* BEGIN Excerpted passage *
Writing for The Line of Best Fit, Devin Birse thought the album was "at its most interesting" when it was not as easily categorized into a specific genre, highlighting "Not Today" in particular. In a four-star review, JR Moores of Record Collector compared Gordon's observational lyricism to the late Mark E. Smith and described her approach as having "a first-draft feel" that succeeds in allowing room for interpretation. Joe Muggs of The Arts Desk similarly commented that its songs felt like "first drafts or even an improv session", but they gave Play Me two stars out of five, saying it "[felt] like an unfinished experiment". Muggs also said that while Gordon leans further into elements that made The Collective a good record, they criticized her vocal performance as "trapped between deadpan and declamatory".

Professional ratings
Aggregate scores
| Source | Rating |
| AnyDecentMusic? | 7.5/10 |
| Metacritic | 80/100 |
Review scores
| Source | Rating |
| Clash | 8/10 |
| Classic Rock | 8/10 |
| DIY | Star |
| Exclaim! | 8/10 |
| Hot Press | 5/10 |
| The Line of Best Fit | 7/10 |
| Paste | A− |
| Pitchfork | 7.0/10 |
| The Skinny | Star |
| Uncut | 9/10 |

== Track listing ==

Play Me track listing
| No. | Title | Music | Length |
|---|---|---|---|
| 1. | "Play Me" |  | 2:28 |
| 2. | "Girl with a Look" |  | 2:33 |
| 3. | "No Hands" |  | 2:00 |
| 4. | "Black Out" |  | 1:38 |
| 5. | "Dirty Tech" | Jeremiah Raisen | 2:20 |
| 6. | "Not Today" |  | 3:35 |
| 7. | "Busy Bee" | Dave Grohl | 3:01 |
| 8. | "Square Jaw" |  | 2:19 |
| 9. | "Subcon" |  | 2:55 |
| 10. | "Post Empire" |  | 2:26 |
| 11. | "Nail Biter" | Anthony Paul Lopez | 2:13 |
| 12. | "ByeBye25!" | Je. Raisen | 2:27 |
| Total length: |  |  | 29:55 |

== Personnel ==
Credits are adapted from the vinyl liner notes, except where noted.
* END Excerpted passage *
* BEGIN Data excerpt *
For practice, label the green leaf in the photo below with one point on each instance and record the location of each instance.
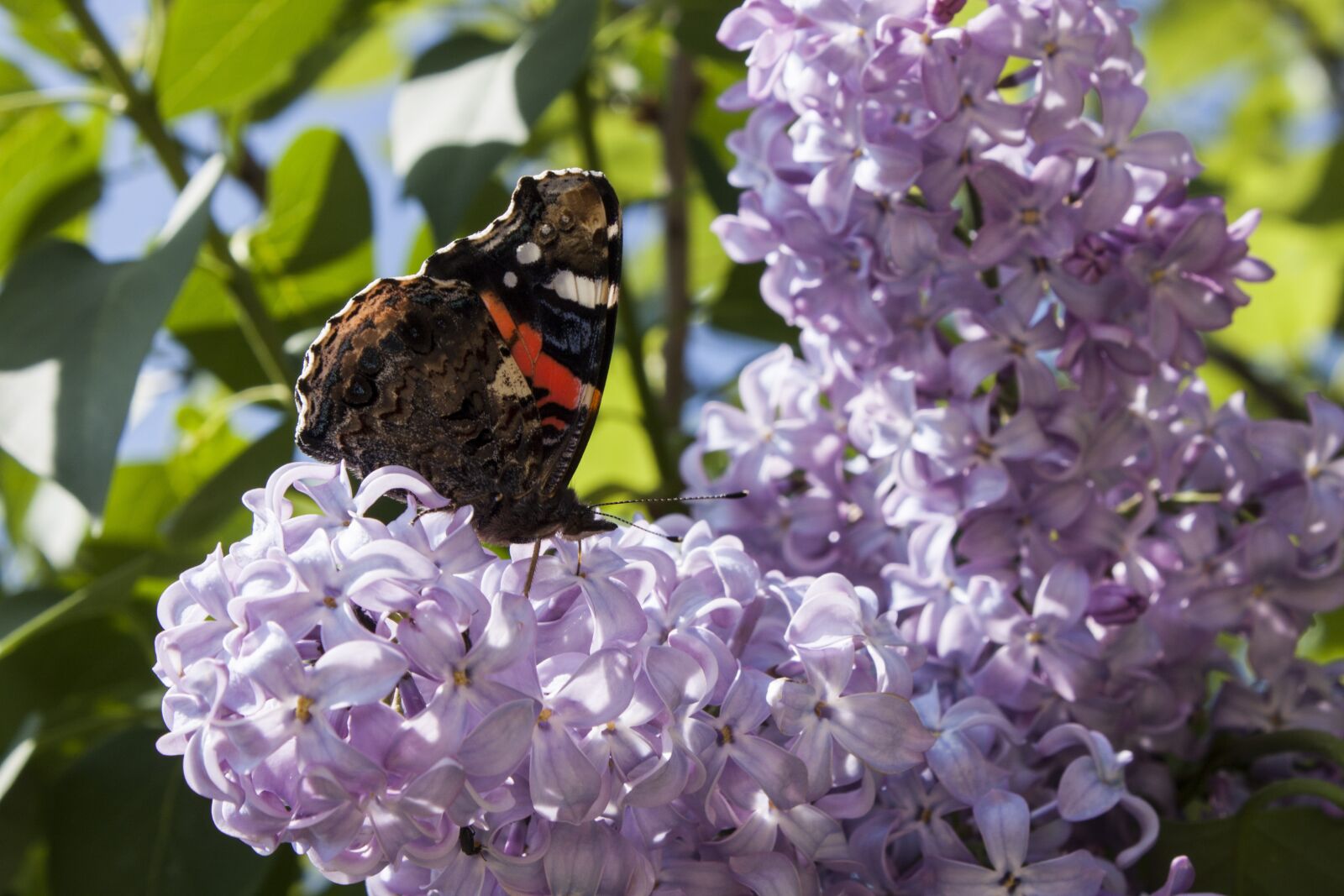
* END Data excerpt *
# Set problem
In the Play Me reviews passage, how many stars does the writer for The Arts Desk give the album?

# Answer for this exercise
Two stars out of five.